_TASK DETAILS_. Extend the passage on proxy advisory firms and the SEC's 2003 proxy voting rule, starting right after its last sentence.

_TEXT SHOWN_.
The Rise of Proxy Advisory Firms
The
Commission took up this very issue in a rulemaking in 2003, putting in
place disclosures to inform investors how their funds’ advisers are
voting, as well as outlining clear steps that advisers must undertake to
ensure that they vote shares in the best interest of their clients. But
every regulatory intervention carries with it the risk of unintended
consequences. And the 2003 release has since proved that to be true—to the
point where the costs of the unintended consequences now arguably dwarf
those benefits originally sought to be achieved. How exactly did this
happen?
Proxy Voting by Investment Advisers
In
the 2003 release, the SEC took on one specific manifestation of the
general agency problem discussed above: that an adviser could have a
conflict of interest when voting a client’s securities on matters that
affect the adviser’s own interests (e.g., if the adviser is
voting shares in a company whose pension the adviser also manages). To
remedy this issue, the release stated that an investment adviser’s
fiduciary duty to its clients requires the adviser to adopt policies and
procedures reasonably designed to ensure that it votes its clients’
proxies in the best interest of those clients. Further, the Commission
noted that “an adviser could demonstrate that the vote was not a product
of a conflict of interest if it voted client securities, in accordance
with a pre-determined policy, based upon the recommendations of an
independent third party.” From these statements, two specific
unintended consequences arose.
First, some investment advisers interpreted this rule as requiring them to
vote every share every time. This seemed, perhaps, to be the natural
outgrowth of the Department of Labor’s 1988 “Avon Letter,” which stated
that “the fiduciary act of managing plan assets which are shares of
corporate stock would include the voting of proxies appurtenant to those
shares of stock.” As a result, investment advisers with investment
authority over ERISA plan assets—and thus regulated by the Department of
Labor as well as the SEC—were already required to cast a vote on every
matter. Reading the SEC’s 2003 rule, some advisers may have assumed that
the Commission intended to codify that result for all investment advisers.
A
requirement to vote every share on every vote, however, gives rise to a
significant economic burden for investment advisers who may own only
relatively small holdings in a large number of companies. For example, one
study found that “most institutional investor holdings are relatively
small portions of each firm’s total securities. For example, in our sample
… the mean (median) holding of an individual stock by institutional
investors is 0.3% (0.03 %).” Given that institutional investors hold stock
in hundreds or thousands of companies (for example, TIAA‐CREF holds stock
in 7,000 companies), institutional investors—particularly the smaller
ones—may not be able to invest in the costly research needed to ensure
that they cast each vote in the best interest of their clients. The
logical answer is to outsource the research function to a third party, who
could do the needed research and sell voting recommendations back to
investment advisers for a fee: a proxy advisory firm. While these firms
already existed, the 2003 rule gave advisers new economic incentives to
use them.
Second, proxy advisory firms noticed the suggestion in the 2003 rule that
soliciting the views of an independent third party could overcome an
adviser’s conflict of interest. In 2004, a proxy advisory firm
requested—and received—“no-action” relief from the SEC staff that
significantly expanded investment advisers’ incentive to use these firms.

_PROVIDED MATERIAL_.

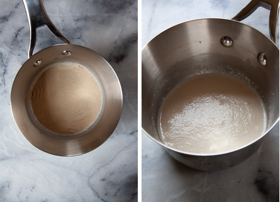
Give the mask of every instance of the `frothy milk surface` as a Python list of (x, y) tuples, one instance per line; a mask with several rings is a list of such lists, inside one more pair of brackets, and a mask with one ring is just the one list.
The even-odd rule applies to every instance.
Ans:
[(253, 89), (215, 74), (194, 77), (175, 87), (165, 98), (158, 117), (164, 144), (197, 154), (242, 147), (261, 135), (267, 124), (264, 104)]

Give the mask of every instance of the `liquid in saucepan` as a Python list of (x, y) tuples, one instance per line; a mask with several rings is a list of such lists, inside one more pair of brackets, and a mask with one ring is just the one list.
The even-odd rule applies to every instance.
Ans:
[(240, 80), (210, 74), (175, 87), (160, 109), (162, 141), (179, 150), (212, 154), (242, 147), (259, 137), (267, 127), (264, 103)]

_TASK RESPONSE_.
Specifically, the staff advised Institutional Shareholder Services (“ISS”)
that “[A]n investment adviser that votes client proxies in accordance with
a pre-determined policy based on the recommendations of an independent
third party will not necessarily breach its fiduciary duty of loyalty to
its clients even though the recommendations may be consistent with the
adviser’s own interests. In essence, the recommendations of a third party
who is in fact independent of an investment adviser may cleanse the vote
of the adviser’s conflict.” Thus, rotely relying on the advice from the
proxy advisory firm became a cheap litigation insurance policy: for the
price of purchasing the proxy advisory firm’s recommendations, an
investment adviser could ward off potential litigation over its conflicts
of interest.
Finally, in a second 2004 no-action letter to Egan‐Jones, the staff
affirmed that a key aspect of some proxy advisory firms’ business
model—selling corporate governance consulting services to
companies—“generally would not affect the firm’s independence from an
investment adviser.” This determination is somewhat incredible, as it
places the proxy advisory firm in the position of telling investment
advisers how to vote proxies on corporate governance matters that had been
the subject of the proxy advisory firm’s consulting services—a seemingly
obvious, and insurmountable, conflict of interest.
In
sum, the 2003 release and the 2004 no-action letters set the stage for
proxy advisory firms to wield the power of the proxy, through investment
adviser firms that had economic, regulatory, and liability incentives to
rotely rely on the proxy advisory firms’ recommendations and through the
SEC staff’s assurances that this arrangement was just fine, despite the
obvious conflicts of interest involved throughout. But it would take some
additional developments for proxy advisory firms to attain the dominant
voice in American corporate governance that they have today.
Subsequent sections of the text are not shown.